§ **Selected text**:
|© UNICEF video|
|UNICEF and Malaysia’s Ministry of Health are training medical professionals to identify and follow up with children who may be autistic.|
By Steve Nettleton
GELANG PATAH, Malaysia, 26 February 2008 – Three-year-old Mohamad kneels on the floor, winding and unwinding an electrical cord around his arms. Every few cycles, he turns slightly clockwise, but always with his back to his mother and father, who try futilely to catch his attention.
Mohamad has been diagnosed with autism, a neurological disorder that affects development of social and communication skills.
His mother, Noor, first noticed something was wrong when her son couldn’t walk until he was 20 months old. He couldn’t speak, and seemed unable to understand what his mother said to him.
Once, when Noor was taking a course to become a midwife, she happened across an autistic child. Seeing the similarities with her own son, she convinced her husband they should take Mohamad to a clinic, where her suspicions were confirmed.
“When the doctor said that my son was autistic, I felt sad,” said Noor. “I asked, what is going to become of my son? I was so worried. Worried that when he grows up, will children like him be given any attention by anyone? Can he become like a normal child, go to school and do other things? There were many thoughts. I was confused.”

§ **Exercise data**:

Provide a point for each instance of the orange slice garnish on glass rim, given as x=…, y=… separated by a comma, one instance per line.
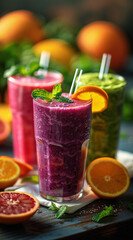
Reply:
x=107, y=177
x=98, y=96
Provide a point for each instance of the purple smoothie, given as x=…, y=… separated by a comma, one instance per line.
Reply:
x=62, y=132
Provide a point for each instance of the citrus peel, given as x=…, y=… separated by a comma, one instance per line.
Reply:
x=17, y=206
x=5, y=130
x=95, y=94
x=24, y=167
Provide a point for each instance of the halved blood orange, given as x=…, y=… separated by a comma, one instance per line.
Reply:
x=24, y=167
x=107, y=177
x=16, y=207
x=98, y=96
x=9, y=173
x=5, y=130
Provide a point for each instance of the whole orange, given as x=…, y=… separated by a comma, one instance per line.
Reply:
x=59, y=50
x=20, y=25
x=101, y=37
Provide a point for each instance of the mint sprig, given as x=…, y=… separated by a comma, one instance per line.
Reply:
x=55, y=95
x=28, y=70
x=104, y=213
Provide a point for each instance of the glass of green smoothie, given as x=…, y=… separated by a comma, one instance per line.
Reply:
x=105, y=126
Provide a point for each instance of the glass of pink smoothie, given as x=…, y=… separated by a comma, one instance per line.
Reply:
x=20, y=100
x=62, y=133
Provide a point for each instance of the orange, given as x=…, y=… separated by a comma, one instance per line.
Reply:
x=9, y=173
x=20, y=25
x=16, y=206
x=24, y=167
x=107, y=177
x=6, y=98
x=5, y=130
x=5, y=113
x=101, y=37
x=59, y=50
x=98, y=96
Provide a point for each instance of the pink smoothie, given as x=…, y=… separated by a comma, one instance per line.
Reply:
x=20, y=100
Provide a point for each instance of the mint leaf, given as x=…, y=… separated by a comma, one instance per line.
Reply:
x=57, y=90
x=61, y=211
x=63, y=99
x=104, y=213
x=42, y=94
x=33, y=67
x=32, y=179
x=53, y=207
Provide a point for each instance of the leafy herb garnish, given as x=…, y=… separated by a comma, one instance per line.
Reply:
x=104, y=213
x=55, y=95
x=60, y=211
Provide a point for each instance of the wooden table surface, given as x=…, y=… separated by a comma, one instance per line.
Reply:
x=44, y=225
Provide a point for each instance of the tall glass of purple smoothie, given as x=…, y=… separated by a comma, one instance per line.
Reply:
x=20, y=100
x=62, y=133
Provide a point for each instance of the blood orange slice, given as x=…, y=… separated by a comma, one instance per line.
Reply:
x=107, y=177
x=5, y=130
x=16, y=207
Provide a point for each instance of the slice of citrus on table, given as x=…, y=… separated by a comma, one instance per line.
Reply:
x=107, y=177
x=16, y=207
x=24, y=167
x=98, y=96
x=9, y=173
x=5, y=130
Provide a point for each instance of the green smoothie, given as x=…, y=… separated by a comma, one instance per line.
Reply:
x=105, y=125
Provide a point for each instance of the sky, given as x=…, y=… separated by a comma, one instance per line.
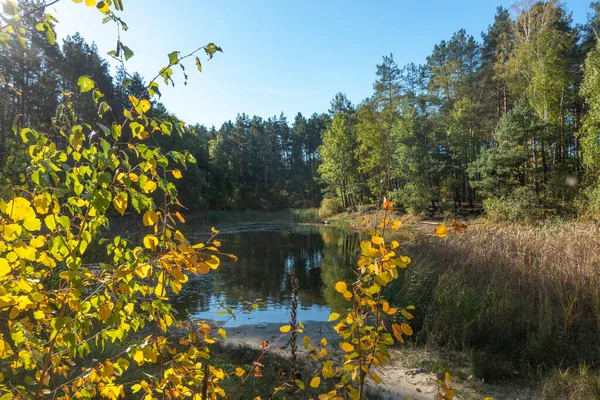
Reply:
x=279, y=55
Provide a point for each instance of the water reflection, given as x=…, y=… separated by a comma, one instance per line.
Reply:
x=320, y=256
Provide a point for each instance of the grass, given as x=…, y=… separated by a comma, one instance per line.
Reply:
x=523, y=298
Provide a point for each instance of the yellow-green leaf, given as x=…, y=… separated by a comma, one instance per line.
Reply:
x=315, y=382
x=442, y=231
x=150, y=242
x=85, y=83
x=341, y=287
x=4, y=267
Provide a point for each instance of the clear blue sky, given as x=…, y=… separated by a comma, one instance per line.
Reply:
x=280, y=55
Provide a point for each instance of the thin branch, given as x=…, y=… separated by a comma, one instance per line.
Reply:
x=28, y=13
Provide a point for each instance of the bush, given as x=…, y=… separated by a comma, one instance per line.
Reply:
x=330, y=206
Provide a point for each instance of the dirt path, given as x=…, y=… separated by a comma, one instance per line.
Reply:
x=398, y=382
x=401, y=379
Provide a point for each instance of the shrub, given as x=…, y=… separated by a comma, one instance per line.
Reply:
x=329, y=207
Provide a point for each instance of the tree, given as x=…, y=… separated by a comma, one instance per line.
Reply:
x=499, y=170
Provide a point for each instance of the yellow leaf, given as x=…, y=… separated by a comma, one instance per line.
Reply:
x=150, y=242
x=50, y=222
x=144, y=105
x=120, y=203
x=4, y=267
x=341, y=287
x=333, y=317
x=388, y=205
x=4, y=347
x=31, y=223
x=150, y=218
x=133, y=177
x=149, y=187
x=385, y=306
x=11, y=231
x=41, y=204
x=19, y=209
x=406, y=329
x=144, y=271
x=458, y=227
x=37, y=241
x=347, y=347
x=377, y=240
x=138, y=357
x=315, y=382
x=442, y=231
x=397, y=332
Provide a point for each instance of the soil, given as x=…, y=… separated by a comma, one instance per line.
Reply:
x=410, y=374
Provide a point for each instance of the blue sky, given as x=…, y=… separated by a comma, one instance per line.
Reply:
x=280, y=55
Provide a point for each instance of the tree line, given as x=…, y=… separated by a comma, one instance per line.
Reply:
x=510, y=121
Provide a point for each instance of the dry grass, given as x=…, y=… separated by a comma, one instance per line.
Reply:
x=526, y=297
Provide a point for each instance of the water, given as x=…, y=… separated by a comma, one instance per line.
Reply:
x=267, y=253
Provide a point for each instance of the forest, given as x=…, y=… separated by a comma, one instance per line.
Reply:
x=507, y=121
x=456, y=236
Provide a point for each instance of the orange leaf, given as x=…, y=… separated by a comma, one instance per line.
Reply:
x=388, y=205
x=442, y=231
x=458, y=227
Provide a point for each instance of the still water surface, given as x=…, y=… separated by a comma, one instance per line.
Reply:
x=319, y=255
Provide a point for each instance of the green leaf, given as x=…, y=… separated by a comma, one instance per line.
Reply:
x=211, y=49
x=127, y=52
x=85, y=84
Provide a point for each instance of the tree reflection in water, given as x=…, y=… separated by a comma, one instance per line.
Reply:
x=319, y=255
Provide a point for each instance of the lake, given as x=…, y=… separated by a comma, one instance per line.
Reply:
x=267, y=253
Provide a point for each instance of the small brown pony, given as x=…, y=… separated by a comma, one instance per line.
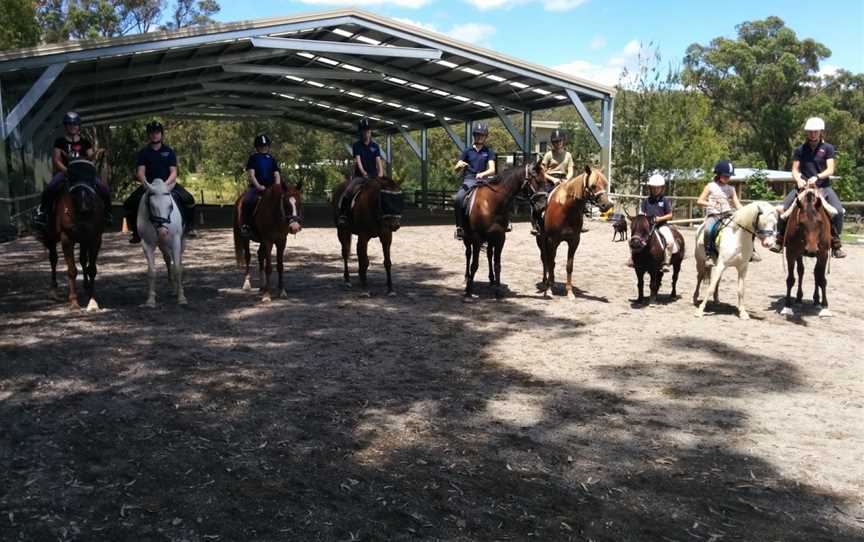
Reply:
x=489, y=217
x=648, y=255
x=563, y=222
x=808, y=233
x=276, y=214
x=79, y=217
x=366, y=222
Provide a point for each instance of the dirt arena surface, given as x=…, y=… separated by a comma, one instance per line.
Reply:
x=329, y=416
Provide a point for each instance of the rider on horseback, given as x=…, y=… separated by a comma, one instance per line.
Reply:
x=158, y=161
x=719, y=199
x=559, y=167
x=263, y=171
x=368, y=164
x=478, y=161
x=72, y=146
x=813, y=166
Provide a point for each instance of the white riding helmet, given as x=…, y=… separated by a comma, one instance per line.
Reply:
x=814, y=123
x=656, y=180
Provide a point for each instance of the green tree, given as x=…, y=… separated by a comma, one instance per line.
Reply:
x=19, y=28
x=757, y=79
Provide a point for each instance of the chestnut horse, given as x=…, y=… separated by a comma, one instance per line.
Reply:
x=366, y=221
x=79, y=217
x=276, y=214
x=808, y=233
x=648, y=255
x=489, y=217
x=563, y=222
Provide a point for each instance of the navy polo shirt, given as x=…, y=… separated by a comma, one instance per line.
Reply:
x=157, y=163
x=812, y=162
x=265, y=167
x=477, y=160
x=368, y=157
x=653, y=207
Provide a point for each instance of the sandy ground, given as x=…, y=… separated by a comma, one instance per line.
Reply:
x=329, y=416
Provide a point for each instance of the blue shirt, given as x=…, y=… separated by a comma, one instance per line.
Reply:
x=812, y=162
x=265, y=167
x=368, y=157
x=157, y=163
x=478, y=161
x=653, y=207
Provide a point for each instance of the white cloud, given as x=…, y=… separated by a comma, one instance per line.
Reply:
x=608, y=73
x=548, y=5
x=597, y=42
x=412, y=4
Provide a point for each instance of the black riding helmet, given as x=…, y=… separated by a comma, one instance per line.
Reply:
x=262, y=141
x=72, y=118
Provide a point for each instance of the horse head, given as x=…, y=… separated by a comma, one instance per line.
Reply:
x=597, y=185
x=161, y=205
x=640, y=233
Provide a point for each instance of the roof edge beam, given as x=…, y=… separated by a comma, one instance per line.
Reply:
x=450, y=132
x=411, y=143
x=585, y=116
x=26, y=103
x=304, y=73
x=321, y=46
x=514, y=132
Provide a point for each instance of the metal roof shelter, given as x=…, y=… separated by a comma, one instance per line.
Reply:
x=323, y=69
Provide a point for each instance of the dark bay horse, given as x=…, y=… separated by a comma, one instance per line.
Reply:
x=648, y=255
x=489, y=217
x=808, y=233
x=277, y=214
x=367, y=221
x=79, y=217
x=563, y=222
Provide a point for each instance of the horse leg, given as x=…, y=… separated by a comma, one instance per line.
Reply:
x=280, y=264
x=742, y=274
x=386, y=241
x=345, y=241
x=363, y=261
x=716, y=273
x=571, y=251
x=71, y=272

§ **Activity list**:
- a) In the autism article, list the feelings Noor says she had when the doctor told her that her son was autistic.
- b) Reproduce the stretch of the autism article from "Once, when Noor" through "suspicions were confirmed.".

§ **Answers to the problems**:
- a)
- sad
- worried
- confused

- b)
Once, when Noor was taking a course to become a midwife, she happened across an autistic child. Seeing the similarities with her own son, she convinced her husband they should take Mohamad to a clinic, where her suspicions were confirmed.